== WHAT YOU SHOULD DO ==
Below are some entries. Reproduce them word for word.

PROVIDED RECORDS below:

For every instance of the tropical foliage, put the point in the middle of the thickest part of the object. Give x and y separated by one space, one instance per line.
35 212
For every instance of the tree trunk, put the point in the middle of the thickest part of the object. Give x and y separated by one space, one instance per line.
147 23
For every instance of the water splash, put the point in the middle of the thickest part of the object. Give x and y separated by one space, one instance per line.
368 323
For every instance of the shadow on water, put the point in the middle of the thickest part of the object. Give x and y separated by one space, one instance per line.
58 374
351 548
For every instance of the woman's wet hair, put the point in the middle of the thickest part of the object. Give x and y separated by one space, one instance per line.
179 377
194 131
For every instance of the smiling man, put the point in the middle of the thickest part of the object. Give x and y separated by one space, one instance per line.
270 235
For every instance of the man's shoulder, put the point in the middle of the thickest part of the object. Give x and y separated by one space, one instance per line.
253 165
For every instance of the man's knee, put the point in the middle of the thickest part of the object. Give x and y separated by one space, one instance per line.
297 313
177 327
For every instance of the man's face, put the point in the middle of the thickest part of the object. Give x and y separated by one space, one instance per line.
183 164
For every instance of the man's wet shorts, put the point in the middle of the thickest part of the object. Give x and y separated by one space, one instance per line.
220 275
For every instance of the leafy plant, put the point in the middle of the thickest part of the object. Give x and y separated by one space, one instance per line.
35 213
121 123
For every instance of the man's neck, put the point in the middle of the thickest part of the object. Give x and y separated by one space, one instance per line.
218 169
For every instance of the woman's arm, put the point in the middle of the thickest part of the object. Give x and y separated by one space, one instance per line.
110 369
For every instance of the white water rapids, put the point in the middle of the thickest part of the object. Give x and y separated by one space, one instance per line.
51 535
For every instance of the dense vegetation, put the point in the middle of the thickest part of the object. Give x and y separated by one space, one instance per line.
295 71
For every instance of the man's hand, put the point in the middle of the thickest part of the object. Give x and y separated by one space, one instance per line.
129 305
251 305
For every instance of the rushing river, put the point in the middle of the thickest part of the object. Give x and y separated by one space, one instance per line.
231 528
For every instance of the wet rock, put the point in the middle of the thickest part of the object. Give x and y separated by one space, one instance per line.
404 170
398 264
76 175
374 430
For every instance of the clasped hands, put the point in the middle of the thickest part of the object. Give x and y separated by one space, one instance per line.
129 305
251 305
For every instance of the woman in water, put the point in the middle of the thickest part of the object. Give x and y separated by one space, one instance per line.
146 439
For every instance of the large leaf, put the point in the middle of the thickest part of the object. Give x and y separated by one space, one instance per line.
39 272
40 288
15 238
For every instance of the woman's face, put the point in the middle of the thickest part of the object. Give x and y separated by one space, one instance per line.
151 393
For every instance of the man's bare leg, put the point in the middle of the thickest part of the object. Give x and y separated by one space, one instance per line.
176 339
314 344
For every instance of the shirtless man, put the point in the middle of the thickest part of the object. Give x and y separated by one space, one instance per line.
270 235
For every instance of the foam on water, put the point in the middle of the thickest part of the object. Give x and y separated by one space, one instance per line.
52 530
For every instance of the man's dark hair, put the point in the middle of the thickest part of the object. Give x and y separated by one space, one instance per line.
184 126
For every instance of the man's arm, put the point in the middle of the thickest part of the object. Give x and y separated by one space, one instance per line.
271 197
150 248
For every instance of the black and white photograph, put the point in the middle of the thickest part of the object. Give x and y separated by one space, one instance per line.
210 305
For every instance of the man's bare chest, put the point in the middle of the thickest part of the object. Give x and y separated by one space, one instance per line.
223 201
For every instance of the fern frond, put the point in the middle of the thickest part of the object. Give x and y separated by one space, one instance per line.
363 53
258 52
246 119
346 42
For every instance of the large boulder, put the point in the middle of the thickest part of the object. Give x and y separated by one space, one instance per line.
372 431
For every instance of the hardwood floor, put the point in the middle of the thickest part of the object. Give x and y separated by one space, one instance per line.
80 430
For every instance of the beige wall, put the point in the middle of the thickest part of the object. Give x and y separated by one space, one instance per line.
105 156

End of PROVIDED RECORDS.

== REPLY ==
For every instance of the tropical foliage, put the point in the middle of the thickest part of the object. Give x and y separated by one space, one instance per line.
35 212
For every instance of the tree trunk, put the point in the middle of the thickest part of the object. Give x and y separated by one space, one instance per line.
147 23
For every instance of the water splash, put the point in the middle of the thickest part of the object. Give x and y separated by one space, one instance per line.
368 323
For every instance of the shadow on water, put the point in the middle of the thickest part of the object. Give x and y separated by one space, one instance per line.
58 374
351 548
For every instance of the woman's wet hair, put the point in the middle of the thickest part of the object. Give x and y separated by one space, one instance per line.
179 377
194 131
For every instance of the smiling man, put the point in the middle of the thickest part of the object. Give x and y separated by one space, one instance per line.
270 235
For every instance of the man's shoulder, put the point in the middle of the thickest part of the object. Give x and y separated by one space, one instance per line.
253 165
For every instance of the man's knee, put the point in the middle of the thickest part of the object. Give x and y separated by one space, one instance per line.
297 313
177 327
For every instance of the man's face, put the point in the middle of the thickest part of the object. Give x and y separated by one space, one instance per line.
183 164
For every instance of the man's wet shorts, put the point in the middle of the thickest part of the object. Give x and y separated by one space, one instance per line.
220 275
For every instance of the leafy plant, put the point in the middle of the thickest part of the object. Give x and y separated by one space, one instance per line.
35 213
121 123
For every instance of the man's neck, put the point in the middle of the thickest part of the object. Give x and y separated by one space, one instance per line.
218 169
For every instance of the woman's arm, put the point in the middle of the thickest part of the object. Give x and y separated by one space, one instance per line.
110 369
For every instance of the white water rapids, put the point in the middle of the thickest part of the object. Give x and y separated by one space, one instance per line.
51 535
For every instance of the dense vegetation, put the point in the middle of the thickest part of the object. Give x and y separated by one space, one instance per line.
295 71
For every instance of the man's hand, put the point in the middle of the thickest part of the object. Give x and y separated by one space, one instance per line.
129 305
251 305
For every instance of the rushing river, put the point in the middle of the thickest part of the object. Give x and y separated by one space, one instance per line.
231 528
For every instance of the wet rock, put the point in the middle of the thickest part of the object. Give x and y separated by one space, one instance per line.
404 170
398 264
76 175
374 430
For every instance of the clasped hands, put the point in the middle of the thickest part of the object. Give x and y separated by one space, one instance per line.
129 305
251 305
For every instance of the woman in water, put the point in the middle of the thickest part of the object. Give x and y separated by one space, one instance per line.
146 439
For every instance of the large leaf, put the point in the middle of the thickest part of the object. Give x and y separated by one space, one instance per line.
39 272
40 288
15 238
For every instance of the woman's face, put the point in the middle of the thickest part of the object. Give x and y separated by one space, one instance per line.
151 393
For every instance of the man's bare leg, put the point in the middle of the thickest part of the object. Give x and y separated by one space, one instance per line.
176 339
314 344
For every instance of the shirtless man, put the point in the middle of the thickest part of the object. Give x and y separated by one space, one instance per line.
270 235
For every instance of the foam on water, put the point in the middle of the thickest part of the object. Give x and y separated by one space, one instance per line.
52 530
For every instance of the man's dark hair, put the point in the middle of the thickest part of the object. Give x and y separated by one space, one instance per line.
184 126
For every instance of the man's arm, put the point in the middle of the thickest part of the object. Give x and y separated by one space, one instance per line.
271 197
150 248
For every instance of the black and white photograph, put the point in the middle of the thickest part of the object. Give x and y separated by one space, one instance per line.
210 305
For every instance of the man's bare chest, put the point in the middle of the thickest part of the object. Give x and y separated by one space, one instance per line.
223 201
For every instance of the fern frond, put the point in the middle of the thickest part of the object. Give x and y separated by one space, one instance per line.
363 53
258 52
246 119
346 42
For every instance of the large boulder, put the point in the middle of the thickest part of the object. Give x and y separated by one space, one instance per line.
372 431
For every instance of the hardwood floor, put the point in the middle of the thickest part of the object. Give x and y separated by one space, one instance per line.
80 430
For every instance of the beige wall, put the point in the middle of the thickest part of the object. Give x and y separated by one space, one instance per line.
105 156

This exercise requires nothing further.